**STATED TASK**:
Rewrite the entries with "saddle rug" swapped for "saddle blanket", keeping everything else unchanged, and omit the pictures from your output.

[Entries excerpted from a collection]
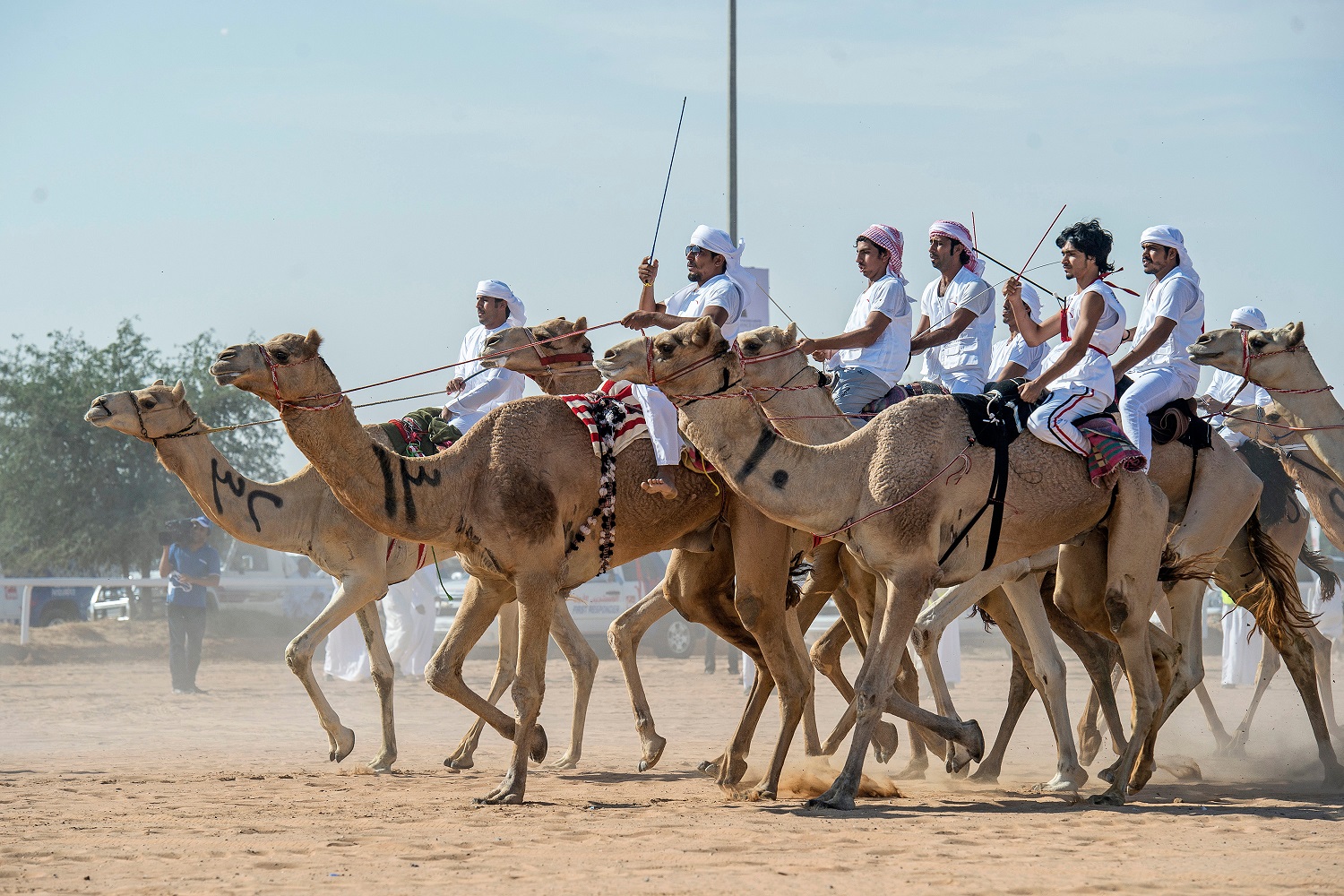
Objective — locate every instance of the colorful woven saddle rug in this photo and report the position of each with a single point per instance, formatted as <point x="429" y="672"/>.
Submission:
<point x="1110" y="450"/>
<point x="421" y="433"/>
<point x="900" y="392"/>
<point x="632" y="425"/>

**RESULT FOR THIS TASK**:
Objective — locate every instance of the colorful woven saddle blanket in this photo and report the position of each with a single point per instance, formatted as <point x="429" y="672"/>.
Submission:
<point x="1110" y="450"/>
<point x="421" y="433"/>
<point x="900" y="392"/>
<point x="632" y="425"/>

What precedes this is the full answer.